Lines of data
[Start]

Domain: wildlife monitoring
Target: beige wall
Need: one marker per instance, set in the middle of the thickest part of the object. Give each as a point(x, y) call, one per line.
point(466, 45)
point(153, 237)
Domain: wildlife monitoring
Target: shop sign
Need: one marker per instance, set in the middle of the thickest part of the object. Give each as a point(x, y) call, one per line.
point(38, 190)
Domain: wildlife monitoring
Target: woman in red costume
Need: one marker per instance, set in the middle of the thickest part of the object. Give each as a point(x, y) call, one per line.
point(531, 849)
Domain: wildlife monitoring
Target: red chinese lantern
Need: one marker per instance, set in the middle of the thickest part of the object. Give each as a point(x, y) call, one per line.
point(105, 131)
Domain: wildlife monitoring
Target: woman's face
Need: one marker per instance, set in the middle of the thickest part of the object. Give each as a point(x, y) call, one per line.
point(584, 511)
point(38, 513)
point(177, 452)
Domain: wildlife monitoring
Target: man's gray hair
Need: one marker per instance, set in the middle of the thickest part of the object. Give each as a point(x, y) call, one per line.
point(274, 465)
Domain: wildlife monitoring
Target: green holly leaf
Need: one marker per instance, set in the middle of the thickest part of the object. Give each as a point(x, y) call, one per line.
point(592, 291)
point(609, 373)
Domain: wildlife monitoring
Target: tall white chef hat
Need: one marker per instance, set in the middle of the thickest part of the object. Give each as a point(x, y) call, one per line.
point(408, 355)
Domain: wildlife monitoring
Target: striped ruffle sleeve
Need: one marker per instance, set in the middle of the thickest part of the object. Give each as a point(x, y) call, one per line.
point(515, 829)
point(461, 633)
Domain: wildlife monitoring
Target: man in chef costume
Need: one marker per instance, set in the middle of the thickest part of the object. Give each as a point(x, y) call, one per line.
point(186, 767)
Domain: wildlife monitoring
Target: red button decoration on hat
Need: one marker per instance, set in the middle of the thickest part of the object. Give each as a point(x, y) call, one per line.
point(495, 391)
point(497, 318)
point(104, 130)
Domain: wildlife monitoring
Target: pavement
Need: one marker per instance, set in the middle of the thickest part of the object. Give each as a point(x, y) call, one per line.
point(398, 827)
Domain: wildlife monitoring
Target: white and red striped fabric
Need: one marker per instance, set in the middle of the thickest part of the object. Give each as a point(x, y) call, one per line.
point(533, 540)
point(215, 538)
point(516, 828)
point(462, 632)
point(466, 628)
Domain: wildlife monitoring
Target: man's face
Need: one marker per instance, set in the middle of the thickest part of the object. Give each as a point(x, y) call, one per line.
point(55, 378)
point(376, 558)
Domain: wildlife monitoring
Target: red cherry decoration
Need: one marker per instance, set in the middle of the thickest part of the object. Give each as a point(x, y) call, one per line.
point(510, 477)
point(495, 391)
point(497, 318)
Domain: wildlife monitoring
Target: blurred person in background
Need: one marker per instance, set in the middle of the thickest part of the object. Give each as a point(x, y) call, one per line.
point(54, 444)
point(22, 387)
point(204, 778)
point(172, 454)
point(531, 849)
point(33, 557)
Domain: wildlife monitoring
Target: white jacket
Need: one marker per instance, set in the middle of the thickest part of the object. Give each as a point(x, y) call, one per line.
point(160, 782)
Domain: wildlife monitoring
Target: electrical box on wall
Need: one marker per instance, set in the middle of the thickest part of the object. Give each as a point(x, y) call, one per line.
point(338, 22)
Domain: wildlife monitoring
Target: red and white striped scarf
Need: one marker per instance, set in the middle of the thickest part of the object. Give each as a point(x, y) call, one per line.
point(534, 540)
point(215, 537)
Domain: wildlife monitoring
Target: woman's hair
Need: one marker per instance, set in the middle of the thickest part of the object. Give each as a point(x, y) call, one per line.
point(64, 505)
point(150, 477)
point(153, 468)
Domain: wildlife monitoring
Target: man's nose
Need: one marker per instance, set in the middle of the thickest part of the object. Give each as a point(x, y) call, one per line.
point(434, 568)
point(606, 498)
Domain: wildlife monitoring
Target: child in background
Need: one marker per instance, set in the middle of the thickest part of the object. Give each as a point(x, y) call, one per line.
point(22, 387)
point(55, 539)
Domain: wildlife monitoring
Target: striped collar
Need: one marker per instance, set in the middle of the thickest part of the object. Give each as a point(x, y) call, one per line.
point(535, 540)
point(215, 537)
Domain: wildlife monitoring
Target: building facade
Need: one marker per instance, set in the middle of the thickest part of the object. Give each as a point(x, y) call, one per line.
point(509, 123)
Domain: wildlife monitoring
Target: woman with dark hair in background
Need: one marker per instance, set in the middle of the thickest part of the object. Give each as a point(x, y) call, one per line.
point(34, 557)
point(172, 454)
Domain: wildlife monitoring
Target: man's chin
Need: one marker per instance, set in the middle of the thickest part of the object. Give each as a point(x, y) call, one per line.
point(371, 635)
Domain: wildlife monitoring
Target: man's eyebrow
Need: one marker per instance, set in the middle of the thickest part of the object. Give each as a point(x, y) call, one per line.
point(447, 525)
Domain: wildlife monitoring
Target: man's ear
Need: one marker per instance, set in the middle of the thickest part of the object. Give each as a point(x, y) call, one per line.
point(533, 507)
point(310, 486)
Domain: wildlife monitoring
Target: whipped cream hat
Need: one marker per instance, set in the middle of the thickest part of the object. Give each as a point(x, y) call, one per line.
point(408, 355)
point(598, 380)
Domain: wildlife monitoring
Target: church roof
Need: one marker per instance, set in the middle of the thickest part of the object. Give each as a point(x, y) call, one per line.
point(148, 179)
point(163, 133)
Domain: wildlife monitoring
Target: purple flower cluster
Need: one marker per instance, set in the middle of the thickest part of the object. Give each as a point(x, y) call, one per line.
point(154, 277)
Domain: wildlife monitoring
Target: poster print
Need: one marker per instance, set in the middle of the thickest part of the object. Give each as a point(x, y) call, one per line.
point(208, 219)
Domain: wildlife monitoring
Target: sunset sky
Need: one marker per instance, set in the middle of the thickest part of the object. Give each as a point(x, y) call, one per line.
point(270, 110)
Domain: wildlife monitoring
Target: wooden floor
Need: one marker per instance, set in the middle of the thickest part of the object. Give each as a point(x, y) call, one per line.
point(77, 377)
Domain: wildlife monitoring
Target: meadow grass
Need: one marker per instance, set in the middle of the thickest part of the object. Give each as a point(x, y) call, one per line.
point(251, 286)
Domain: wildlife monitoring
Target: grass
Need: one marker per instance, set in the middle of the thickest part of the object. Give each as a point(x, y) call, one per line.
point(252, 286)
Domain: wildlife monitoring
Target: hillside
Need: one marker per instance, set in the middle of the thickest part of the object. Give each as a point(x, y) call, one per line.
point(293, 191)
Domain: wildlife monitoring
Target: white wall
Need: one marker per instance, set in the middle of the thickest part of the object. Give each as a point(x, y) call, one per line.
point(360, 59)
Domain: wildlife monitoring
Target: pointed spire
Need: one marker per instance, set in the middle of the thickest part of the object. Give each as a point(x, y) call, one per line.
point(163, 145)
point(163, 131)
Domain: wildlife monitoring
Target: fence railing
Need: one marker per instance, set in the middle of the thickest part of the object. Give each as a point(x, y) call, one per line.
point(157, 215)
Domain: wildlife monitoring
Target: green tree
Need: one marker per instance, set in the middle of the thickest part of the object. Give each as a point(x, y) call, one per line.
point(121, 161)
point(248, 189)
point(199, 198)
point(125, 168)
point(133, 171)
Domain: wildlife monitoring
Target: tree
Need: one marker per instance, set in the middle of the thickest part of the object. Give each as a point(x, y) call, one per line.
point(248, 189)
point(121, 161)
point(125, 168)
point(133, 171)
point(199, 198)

[End]

Rewrite the listing from its first line through the line containing "point(153, 237)", with both ends included. Change "beige wall" to "tan wall" and leave everything else as it is.

■ **Reply to the task**
Domain: wildlife monitoring
Target: tan wall
Need: one marker per instance, set in the middle of the thickest part of the object. Give each as a point(x, y) call, one per line.
point(466, 45)
point(153, 237)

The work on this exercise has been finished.